# please explain this back tension pre load



## RCR_III (Mar 19, 2011)

Essentially, it's transferring the weight to the larger back muscles and using the back muscles to build up the tension (amount you're holding against the wall) to steady your sight picture and keep you from creeping forward.


----------



## pops (Oct 10, 2015)

then i did under stand after all thanks


----------



## montigre (Oct 13, 2008)

I recommend that you ask these types of questions in the Coaches Corner Forum on this site.


----------



## Padgett (Feb 5, 2010)

There are different ways to use back tension, one of the worst ways is to be a valley sitter and then progressively squeeze the back muscles and add tension to your system and the wall during the shot. Thisthe reason why so many people struggle with pulling the pin off the x and also dropping out the bottom and weird float patterns. Why because the pressure on the wall is changing during the whole shot.

The above description is not back tension preload.

Back tension preload is where you come to anchor and before you start your shot you squeeze your back muscles so that you pull into the wall with a preset amount of pressure that feels the same every shot. then you use a firing method that allows you to fire the release without changing the amount of pressure, this is when your shooting will progress to a new level.


----------



## dmacey (Mar 27, 2015)

Padgett said:


> There are different ways to use back tension, one of the worst ways is to be a valley sitter and then progressively squeeze the back muscles and add tension to your system and the wall during the shot. Thisthe reason why so many people struggle with pulling the pin off the x and also dropping out the bottom and weird float patterns. Why because the pressure on the wall is changing during the whole shot.


Just my finding, and only because I have to shoot my compounds this way because of my style of release aid: it has turned out for me that instability when pulling into the wall was due to "bad" (for me) form. when out of alignment, all the little muscles in both arms have to engage to "assist" the big muscles in executing the shot, because the back muscles don't have the "leverage" to maintain/increase the tension on their own. That's what causes the scope, for me, to suddenly start wandering around when pulling into the wall. 

When I find the bow starting to wiggle as I pull through the shot, about 9 times out of 10 I can also detect tension in the forearm muscles in the bow arm as well as the draw arm and I have to let down and start over with better alignment. The other 1 time out of that 10, it's fatigue and I just need to take a break....

Again, that's only a personal finding because of the style of my particular shot. 

OTOH, I've shot a hinge maybe a total of what... 15 times? and of course you know that release far better than I do. So this may be inapplicable, but just in case it helps....

DM


----------



## dmacey (Mar 27, 2015)

PS: sorry just realized I'm sorta dragging this off topic.... too much coffee this am... I beg forgiveness.

DM


----------



## brad91x (Jul 12, 2013)

When you guys say squeeze back muscles together do you mean like pulling your shoulder blades together


----------



## grantmac (May 31, 2007)

brad91x said:


> When you guys say squeeze back muscles together do you mean like pulling your shoulder blades together


For me it's not so much about squeezing any particular part of my back as it is removing as much tension from my arms as possible and transferring that load to my back muscles.

-Grant


----------



## D.Short (Aug 5, 2010)

grantmac hit it on the nose,not a squeeze,just a transfer. I might add,that if draw length isn't perfect,it can be an effort in futility.


----------



## sharkred7 (Jul 19, 2005)

grantmac said:


> For me it's not so much about squeezing any particular part of my back as it is removing as much tension from my arms as possible and transferring that load to my back muscles.

☆ ☆ ☆ ☆ ☆

■ REQUIRED TASK 1 ■
Return, word for word, the stretch of the entries from the line containing "TARGET = front wheel" through the final line of the entries.

Pointing dataset excerpts:
☆ ☆ ☆ ☆ ☆

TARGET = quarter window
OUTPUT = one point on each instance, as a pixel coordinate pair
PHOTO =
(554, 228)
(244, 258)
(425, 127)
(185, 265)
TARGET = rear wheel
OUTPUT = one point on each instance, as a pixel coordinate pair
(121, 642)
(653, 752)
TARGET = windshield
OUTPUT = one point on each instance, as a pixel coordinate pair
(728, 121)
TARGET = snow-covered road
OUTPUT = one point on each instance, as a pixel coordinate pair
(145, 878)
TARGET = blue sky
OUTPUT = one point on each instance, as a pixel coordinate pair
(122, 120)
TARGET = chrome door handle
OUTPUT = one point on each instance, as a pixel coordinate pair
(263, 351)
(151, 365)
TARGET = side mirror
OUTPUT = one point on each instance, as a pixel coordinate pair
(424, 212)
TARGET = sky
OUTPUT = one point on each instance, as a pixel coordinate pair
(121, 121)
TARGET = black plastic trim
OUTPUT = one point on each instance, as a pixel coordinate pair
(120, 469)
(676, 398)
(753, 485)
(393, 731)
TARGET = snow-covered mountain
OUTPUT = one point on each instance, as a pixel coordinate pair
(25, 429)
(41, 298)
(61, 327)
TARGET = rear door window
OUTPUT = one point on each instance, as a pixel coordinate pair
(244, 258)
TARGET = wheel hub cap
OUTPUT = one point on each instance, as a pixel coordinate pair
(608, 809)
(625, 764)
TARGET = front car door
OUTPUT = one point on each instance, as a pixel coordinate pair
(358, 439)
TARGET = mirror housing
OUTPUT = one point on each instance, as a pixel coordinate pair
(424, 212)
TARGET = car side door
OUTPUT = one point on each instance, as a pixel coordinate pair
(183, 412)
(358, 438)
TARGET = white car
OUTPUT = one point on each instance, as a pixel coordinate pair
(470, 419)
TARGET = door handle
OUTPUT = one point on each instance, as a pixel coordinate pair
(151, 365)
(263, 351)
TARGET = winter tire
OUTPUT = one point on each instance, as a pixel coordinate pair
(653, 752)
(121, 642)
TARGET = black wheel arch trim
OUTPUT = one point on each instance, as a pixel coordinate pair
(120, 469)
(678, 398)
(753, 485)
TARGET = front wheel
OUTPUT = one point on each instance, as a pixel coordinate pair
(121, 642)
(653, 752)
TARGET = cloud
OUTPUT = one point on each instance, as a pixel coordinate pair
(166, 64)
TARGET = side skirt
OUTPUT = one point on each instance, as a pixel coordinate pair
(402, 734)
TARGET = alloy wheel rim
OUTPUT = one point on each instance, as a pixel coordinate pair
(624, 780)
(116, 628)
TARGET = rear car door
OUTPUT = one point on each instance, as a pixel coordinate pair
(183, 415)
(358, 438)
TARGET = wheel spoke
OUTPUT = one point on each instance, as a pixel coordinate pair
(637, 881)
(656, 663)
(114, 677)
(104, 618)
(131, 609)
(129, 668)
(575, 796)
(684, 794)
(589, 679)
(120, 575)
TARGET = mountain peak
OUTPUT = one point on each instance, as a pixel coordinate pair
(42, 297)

☆ ☆ ☆ ☆ ☆

■ REQUIRED TASK 2 ■
Carry the forum thread on back tension preload forward from the point where it stops.

■ TASK RESULT 1 ■
TARGET = front wheel
OUTPUT = one point on each instance, as a pixel coordinate pair
(121, 642)
(653, 752)
TARGET = cloud
OUTPUT = one point on each instance, as a pixel coordinate pair
(166, 64)
TARGET = side skirt
OUTPUT = one point on each instance, as a pixel coordinate pair
(402, 734)
TARGET = alloy wheel rim
OUTPUT = one point on each instance, as a pixel coordinate pair
(624, 780)
(116, 628)
TARGET = rear car door
OUTPUT = one point on each instance, as a pixel coordinate pair
(183, 415)
(358, 438)
TARGET = wheel spoke
OUTPUT = one point on each instance, as a pixel coordinate pair
(637, 881)
(656, 663)
(114, 677)
(104, 618)
(131, 609)
(129, 668)
(575, 796)
(684, 794)
(589, 679)
(120, 575)
TARGET = mountain peak
OUTPUT = one point on each instance, as a pixel coordinate pair
(42, 297)

■ TASK RESULT 2 ■
> 
> -Grant


What he said


----------



## Padgett (Feb 5, 2010)

The term Back Tension is used so much as a phrase in threads with a variety of releases and discussions, it is usually just thrown out there with no explanation. 

1. Back tension is always present in your shot during the draw cycle and the execution

2. loss of back tension causes a shooter to creep forward and a ton of issues will rear their ugly head.

3. Back tension can be used to rotate a hinge or trigger a thumb trigger as your firing engine.

4. Back tension can be used to as a way to maintain a steady amount of pressure on the wall. 

5. If you are a valley sitter you can lock up your back muscles and try and stay consistent in the valley not really applying that to the wall = Poor Usage and not advised.

6. When using back tension as a preload to your system it can compliment your float pattern and your firing engine.

Unfortunately back tension preload is very rarely discussed, it took me a long time to finally put a finger on how the pro shooters are using it. When you see a pro shooter setting up a bow to his exact draw length with the exact d-loop length you are seeing him set up the bow so that he can have the perfect feel that he expects to have when shooting which is his back tension preload on the wall. I don't know why they don't discuss it and tell us what they are doing, I almost think that they became a pro and have learned their draw length setting through trial and error based on performance and then they just stick with it but didn't actually approach it with setting up their back tension preload as a specific area to be covered.

Weather they existed or not I am the main reason a few of the phrases keep showing up because I needed them to break down some of the overly used general phrases such as back tension. 

Firing Engine: A well defined process that fires a release.

Back Tension Preload: Coming to anchor and sitting in the valley and barely touching the wall, then you increase the pressure into the wall by using your back muscles so that you are solid into the wall and not just standing next to it.


----------



## Padgett (Feb 5, 2010)

Valley Sitter: Coming to anchor and barely touching the wall but not pulling into the wall, basically you are standing next to the wall but not leaning on it at all.

This is the latest phrase that I have been using anytime I talk about back tension preload, to me it is a great eye opener to a shooter that he may need to take a closer look at how he is beginning his shot.


----------



## RCR_III (Mar 19, 2011)

Here's a video example. https://youtu.be/LJ9NiL2Nt_M


----------



## Padgett (Feb 5, 2010)

Back tension preload really compliments a back tension firing engine, I still train with my back tension firing engine from time to time and I do enjoy shooting with it and right now it performs much better than it did back when I was a valley sitter. 

When you are a valley sitter and you try and use back tension only to fire a release you are sitting in the valley and as you start your shot as you are aiming and increase the tension in your back your sight pin will immediately start pulling off and you end up fighting with it.. This happens because of the huge change in pressure on the wall and your aiming simply suffers.

Now if you apply some preload to your wall now you have a much more solid feel and as you slightly add more tension to the wall your system can soak it up without the pin being affected so much and the shot moves on much smoother.


----------



## SonnyThomas (Sep 10, 2006)

brad91x said:


> When you guys say squeeze back muscles together do you mean like pulling your shoulder blades together





grantmac said:


> For me it's not so much about squeezing any particular part of my back as it is removing as much tension from my arms as possible and transferring that load to my back muscles.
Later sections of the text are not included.